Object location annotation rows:
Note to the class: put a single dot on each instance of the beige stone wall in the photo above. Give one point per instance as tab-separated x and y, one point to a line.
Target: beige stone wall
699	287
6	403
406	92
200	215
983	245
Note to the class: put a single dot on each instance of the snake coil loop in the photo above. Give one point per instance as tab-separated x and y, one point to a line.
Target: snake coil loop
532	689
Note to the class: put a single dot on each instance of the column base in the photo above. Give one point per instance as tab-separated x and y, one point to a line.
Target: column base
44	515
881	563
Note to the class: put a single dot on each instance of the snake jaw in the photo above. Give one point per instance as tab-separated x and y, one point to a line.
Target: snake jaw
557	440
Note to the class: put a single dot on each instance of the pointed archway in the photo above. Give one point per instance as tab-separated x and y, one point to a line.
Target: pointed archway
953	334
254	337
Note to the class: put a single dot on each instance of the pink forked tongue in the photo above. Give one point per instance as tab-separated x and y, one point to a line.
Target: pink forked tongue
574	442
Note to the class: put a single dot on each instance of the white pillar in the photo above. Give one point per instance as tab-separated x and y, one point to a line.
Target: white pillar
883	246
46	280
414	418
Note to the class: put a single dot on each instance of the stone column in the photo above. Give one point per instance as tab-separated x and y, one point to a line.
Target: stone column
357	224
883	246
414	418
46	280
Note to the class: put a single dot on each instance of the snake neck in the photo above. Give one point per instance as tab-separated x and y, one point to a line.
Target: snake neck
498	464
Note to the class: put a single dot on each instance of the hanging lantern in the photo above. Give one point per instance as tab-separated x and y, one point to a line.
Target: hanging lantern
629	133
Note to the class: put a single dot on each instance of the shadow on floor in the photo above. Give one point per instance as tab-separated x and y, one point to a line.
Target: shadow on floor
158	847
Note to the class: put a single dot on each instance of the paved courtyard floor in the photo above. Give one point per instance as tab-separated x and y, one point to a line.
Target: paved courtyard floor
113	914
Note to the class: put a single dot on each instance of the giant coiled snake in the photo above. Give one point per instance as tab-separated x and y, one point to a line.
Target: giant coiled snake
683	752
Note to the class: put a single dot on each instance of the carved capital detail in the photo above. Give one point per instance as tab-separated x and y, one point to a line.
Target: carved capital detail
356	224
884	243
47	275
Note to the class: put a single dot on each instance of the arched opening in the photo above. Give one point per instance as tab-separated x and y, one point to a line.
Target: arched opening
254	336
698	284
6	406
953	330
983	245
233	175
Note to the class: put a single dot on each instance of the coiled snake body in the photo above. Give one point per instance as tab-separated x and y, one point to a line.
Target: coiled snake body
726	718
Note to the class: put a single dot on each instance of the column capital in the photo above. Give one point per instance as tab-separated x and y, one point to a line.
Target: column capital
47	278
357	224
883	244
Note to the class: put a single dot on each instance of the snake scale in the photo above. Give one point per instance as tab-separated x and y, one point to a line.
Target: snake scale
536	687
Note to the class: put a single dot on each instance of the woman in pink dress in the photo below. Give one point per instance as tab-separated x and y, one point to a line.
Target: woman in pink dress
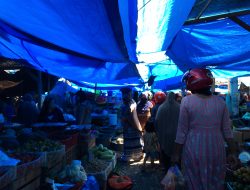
204	127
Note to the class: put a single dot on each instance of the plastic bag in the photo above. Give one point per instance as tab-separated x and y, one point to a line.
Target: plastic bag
91	184
174	179
7	161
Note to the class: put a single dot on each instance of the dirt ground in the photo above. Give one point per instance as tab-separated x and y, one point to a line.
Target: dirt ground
147	179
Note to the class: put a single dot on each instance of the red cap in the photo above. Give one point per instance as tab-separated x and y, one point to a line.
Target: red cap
196	79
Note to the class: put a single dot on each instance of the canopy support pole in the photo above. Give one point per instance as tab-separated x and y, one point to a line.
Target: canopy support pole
240	23
39	85
234	94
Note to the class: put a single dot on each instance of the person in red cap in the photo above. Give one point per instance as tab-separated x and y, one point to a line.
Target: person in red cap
132	130
203	128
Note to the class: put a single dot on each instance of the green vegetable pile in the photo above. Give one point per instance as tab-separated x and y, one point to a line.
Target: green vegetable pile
42	146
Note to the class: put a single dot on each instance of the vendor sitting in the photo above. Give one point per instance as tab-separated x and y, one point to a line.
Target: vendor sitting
50	111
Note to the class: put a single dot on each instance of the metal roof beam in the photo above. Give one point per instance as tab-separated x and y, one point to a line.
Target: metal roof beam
216	17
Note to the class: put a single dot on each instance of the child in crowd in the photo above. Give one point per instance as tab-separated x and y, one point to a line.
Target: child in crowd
150	144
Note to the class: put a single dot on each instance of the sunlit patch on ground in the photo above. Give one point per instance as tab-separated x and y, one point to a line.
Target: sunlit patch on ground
144	178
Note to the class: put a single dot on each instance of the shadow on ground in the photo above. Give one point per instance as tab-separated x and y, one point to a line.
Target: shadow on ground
147	178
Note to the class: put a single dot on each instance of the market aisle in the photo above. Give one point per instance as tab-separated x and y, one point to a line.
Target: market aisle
142	180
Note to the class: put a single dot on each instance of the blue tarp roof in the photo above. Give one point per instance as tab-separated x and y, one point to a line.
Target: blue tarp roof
105	42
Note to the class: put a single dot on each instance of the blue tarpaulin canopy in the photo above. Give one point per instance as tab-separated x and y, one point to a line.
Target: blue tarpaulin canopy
113	43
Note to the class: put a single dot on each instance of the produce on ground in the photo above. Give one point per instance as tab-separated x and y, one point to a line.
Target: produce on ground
23	157
73	173
95	165
102	152
42	146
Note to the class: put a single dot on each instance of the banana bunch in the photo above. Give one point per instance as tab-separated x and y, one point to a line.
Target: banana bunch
102	152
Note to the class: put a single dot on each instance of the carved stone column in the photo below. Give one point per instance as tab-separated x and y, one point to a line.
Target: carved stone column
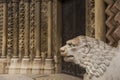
3	60
49	61
37	60
100	28
14	67
4	44
26	60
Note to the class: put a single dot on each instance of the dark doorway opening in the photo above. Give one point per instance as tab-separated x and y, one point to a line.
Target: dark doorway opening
73	24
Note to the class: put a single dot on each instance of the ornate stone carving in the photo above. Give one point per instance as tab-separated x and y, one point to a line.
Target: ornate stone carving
21	28
99	59
112	21
15	28
1	25
90	25
44	25
10	30
32	27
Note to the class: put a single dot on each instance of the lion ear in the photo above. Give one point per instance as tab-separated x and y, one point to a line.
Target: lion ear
119	43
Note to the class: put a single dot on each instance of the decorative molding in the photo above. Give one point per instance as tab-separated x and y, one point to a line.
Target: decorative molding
1	26
10	30
32	27
44	25
15	28
21	28
112	22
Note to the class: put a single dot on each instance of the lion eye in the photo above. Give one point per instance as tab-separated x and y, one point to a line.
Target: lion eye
86	46
70	44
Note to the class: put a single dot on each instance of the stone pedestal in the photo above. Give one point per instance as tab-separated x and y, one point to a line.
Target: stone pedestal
49	66
25	66
14	66
36	66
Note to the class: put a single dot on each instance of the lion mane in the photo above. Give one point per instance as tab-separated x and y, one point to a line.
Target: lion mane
97	57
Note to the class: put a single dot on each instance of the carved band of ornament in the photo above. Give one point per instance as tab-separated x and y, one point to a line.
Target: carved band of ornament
32	24
10	29
27	0
21	24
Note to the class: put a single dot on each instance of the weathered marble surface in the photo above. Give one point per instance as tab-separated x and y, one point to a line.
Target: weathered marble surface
100	60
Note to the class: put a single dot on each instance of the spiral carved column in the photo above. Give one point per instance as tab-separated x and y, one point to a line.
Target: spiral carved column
49	65
14	66
26	60
37	60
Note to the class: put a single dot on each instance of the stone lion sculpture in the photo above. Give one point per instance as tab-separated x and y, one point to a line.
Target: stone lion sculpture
100	60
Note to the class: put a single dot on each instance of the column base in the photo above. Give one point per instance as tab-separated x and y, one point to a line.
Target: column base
14	66
36	66
49	64
25	66
3	66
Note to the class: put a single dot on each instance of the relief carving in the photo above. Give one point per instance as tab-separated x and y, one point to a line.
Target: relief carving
1	25
10	30
44	25
32	27
21	28
90	28
112	22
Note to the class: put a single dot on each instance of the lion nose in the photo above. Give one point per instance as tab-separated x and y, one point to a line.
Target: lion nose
62	50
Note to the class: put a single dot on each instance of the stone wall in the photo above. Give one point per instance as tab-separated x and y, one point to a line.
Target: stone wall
27	30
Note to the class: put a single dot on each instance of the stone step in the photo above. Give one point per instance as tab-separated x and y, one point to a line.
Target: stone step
38	77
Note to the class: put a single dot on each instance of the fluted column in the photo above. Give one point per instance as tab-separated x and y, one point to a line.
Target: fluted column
37	60
49	28
38	22
100	28
15	29
25	65
4	41
3	22
49	65
15	65
27	28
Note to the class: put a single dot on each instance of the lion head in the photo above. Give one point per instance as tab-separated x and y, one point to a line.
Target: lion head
92	54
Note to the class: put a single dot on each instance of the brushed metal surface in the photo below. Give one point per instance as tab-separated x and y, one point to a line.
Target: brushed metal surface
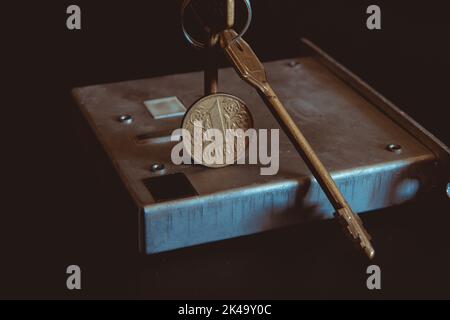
348	132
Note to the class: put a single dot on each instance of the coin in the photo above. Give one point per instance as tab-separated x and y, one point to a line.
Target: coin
226	114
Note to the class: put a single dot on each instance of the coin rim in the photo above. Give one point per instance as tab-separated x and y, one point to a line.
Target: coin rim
216	166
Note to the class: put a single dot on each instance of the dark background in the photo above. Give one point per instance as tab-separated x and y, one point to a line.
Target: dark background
61	210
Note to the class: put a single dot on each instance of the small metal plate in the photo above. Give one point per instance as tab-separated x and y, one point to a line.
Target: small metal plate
347	123
164	108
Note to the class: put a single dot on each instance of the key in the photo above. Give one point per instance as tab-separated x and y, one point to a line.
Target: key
252	71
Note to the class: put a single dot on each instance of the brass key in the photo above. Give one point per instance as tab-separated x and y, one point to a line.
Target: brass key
251	70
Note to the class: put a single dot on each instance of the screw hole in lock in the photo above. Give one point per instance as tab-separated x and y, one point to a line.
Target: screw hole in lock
395	148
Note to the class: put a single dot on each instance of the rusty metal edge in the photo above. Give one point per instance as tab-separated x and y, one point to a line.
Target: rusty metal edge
437	147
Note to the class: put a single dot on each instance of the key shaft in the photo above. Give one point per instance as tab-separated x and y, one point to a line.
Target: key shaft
251	70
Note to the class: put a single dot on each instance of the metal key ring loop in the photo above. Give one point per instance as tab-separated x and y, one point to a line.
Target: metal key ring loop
201	45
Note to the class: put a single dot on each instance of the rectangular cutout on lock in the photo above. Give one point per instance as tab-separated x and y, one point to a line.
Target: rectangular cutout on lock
164	108
170	187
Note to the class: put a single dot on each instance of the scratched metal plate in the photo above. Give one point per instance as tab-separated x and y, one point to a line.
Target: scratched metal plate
347	130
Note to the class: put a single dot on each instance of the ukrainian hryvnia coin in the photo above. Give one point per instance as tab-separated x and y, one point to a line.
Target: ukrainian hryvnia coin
216	128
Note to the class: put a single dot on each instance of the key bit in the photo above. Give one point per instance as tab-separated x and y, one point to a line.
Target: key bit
251	70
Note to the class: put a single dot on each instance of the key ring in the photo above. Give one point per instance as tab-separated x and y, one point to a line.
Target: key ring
201	45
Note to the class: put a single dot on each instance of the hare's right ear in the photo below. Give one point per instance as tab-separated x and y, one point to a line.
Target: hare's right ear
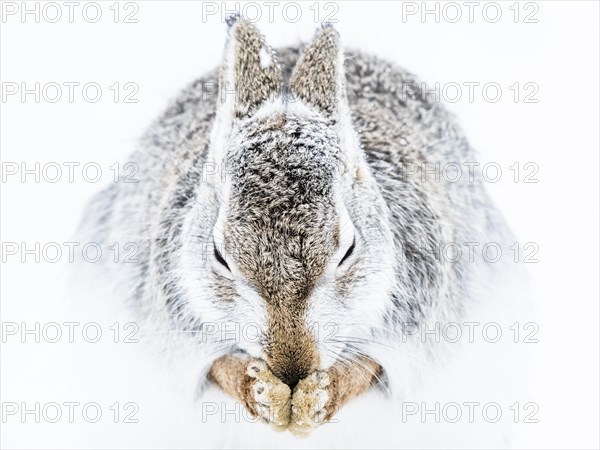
249	75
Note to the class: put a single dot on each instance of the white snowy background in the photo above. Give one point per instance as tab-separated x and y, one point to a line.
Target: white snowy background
170	46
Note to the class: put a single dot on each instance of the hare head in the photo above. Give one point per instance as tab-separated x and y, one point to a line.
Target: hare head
297	235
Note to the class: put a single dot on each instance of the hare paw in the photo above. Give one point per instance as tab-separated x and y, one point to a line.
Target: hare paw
268	397
311	403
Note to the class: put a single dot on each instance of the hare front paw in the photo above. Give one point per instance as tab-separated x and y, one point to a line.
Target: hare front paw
311	403
267	397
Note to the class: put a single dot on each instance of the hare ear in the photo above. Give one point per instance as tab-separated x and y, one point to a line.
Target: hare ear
249	72
318	78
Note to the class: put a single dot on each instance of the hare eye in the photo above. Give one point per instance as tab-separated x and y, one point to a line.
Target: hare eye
220	258
348	253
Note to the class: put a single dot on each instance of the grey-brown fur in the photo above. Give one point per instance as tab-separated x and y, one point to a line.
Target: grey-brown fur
287	175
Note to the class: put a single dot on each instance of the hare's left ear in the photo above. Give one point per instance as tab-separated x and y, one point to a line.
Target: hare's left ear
249	76
249	73
318	78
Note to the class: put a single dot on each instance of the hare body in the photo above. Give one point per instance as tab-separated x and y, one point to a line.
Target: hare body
310	232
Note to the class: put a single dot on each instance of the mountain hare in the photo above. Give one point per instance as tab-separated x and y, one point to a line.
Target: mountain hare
288	227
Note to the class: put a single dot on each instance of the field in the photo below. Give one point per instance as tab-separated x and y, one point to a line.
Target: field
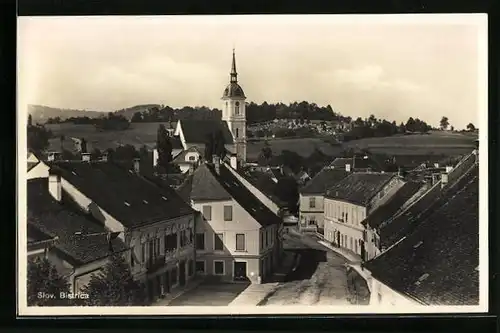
139	134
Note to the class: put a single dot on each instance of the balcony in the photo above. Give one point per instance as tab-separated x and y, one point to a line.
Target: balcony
155	264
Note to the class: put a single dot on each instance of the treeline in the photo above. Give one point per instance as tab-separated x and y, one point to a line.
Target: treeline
155	114
373	127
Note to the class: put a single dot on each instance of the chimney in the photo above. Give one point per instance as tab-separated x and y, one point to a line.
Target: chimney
137	165
86	157
216	162
444	179
234	162
55	186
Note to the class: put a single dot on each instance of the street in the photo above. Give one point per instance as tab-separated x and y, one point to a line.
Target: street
319	279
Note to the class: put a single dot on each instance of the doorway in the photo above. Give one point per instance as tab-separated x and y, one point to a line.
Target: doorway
240	271
182	273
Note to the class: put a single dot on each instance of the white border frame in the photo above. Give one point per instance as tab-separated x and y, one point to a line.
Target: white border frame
480	20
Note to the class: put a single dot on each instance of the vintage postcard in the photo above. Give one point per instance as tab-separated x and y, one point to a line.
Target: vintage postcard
315	164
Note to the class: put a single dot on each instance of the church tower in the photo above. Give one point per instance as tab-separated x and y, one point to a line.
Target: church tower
234	113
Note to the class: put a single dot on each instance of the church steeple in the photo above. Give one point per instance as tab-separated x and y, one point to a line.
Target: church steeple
234	75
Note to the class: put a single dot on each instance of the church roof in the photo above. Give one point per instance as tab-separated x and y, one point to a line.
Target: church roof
233	89
196	131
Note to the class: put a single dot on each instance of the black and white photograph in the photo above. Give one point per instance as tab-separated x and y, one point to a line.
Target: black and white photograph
252	164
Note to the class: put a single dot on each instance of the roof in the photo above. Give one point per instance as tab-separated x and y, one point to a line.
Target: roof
393	205
403	224
233	89
206	184
48	217
359	188
436	264
128	197
264	182
323	180
196	131
181	158
31	165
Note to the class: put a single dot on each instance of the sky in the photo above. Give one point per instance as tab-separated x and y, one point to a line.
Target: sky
394	67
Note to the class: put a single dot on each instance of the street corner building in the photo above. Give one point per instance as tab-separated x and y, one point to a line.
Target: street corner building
433	253
238	236
152	222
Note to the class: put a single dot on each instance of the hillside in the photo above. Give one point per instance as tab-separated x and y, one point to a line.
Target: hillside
41	113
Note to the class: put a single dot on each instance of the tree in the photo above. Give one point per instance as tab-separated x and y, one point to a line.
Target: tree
114	285
38	138
444	123
43	279
83	146
164	146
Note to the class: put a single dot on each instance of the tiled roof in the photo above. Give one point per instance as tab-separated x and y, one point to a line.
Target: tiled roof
196	131
31	165
181	158
263	181
131	199
49	217
322	181
410	219
359	188
225	186
393	205
436	264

## TASK
Copy out, word for word, the part of the rows above that opens with the line containing "the tree in" and runs through the last line of the rows, including both ends.

## WORKED SOLUTION
Note to the class: put a single dot on each instance of the tree in the photo above. Give one point per instance as tab-separated x and y, one point to a line.
Target: tree
114	285
38	138
444	123
43	279
83	146
164	146
Note to the class: put a single dot on each instance of the tiled roof in the photo above. Give one point per instance as tab-separated x and y, one point to a line.
Target: tiled roof
196	131
31	165
181	158
263	181
131	199
49	217
322	181
410	219
359	188
225	186
393	205
436	264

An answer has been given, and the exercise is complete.